* Problem statement
For each entry, return the text exactly and omit any image.

[Data to use Boundary: Start]

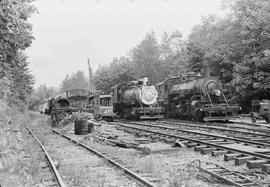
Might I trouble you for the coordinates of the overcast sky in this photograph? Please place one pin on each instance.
(67, 32)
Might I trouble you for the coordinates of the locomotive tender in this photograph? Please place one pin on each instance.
(194, 97)
(137, 99)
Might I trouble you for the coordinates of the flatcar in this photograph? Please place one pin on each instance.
(194, 97)
(137, 99)
(77, 98)
(101, 106)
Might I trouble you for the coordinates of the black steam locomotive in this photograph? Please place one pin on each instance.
(137, 100)
(194, 97)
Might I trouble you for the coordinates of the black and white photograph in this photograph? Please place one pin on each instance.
(134, 93)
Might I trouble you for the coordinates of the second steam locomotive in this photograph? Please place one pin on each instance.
(137, 100)
(198, 98)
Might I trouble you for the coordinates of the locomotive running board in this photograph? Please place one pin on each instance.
(220, 118)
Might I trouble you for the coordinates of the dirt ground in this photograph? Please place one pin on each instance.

[Data to use Boundary: End]

* Answer to this exercise
Might I trouble you for the coordinates of the overcast sky in this photograph? Please place one pin on each instance.
(67, 32)
Might I trouble you for the coordinates of the locomotive tender in this photograph? Please place one pin on each instance.
(194, 97)
(137, 99)
Might I trouble you for the coordinates of the flatcar in this photograph? Please place one pin on each instance.
(194, 97)
(137, 99)
(77, 98)
(101, 106)
Might I trouble you for the coordinates of the black steam locomotive in this photograph? Please place one pin on each instance.
(137, 100)
(194, 97)
Might I trouble you for the coordinates of the black and white photograph in this photograph? Please place one pin on each instance.
(134, 93)
Might I trouble you for the coordinates of the second steam locomotive in this photograph? Please place one pin on each instance.
(137, 100)
(198, 98)
Might I trouble you for the coordinates of the locomotive running board in this photograph? Please place one pin on each instance.
(220, 118)
Might I trouble you for the coordinates of the dirt ground in this photograph? Please place one pin on each instance.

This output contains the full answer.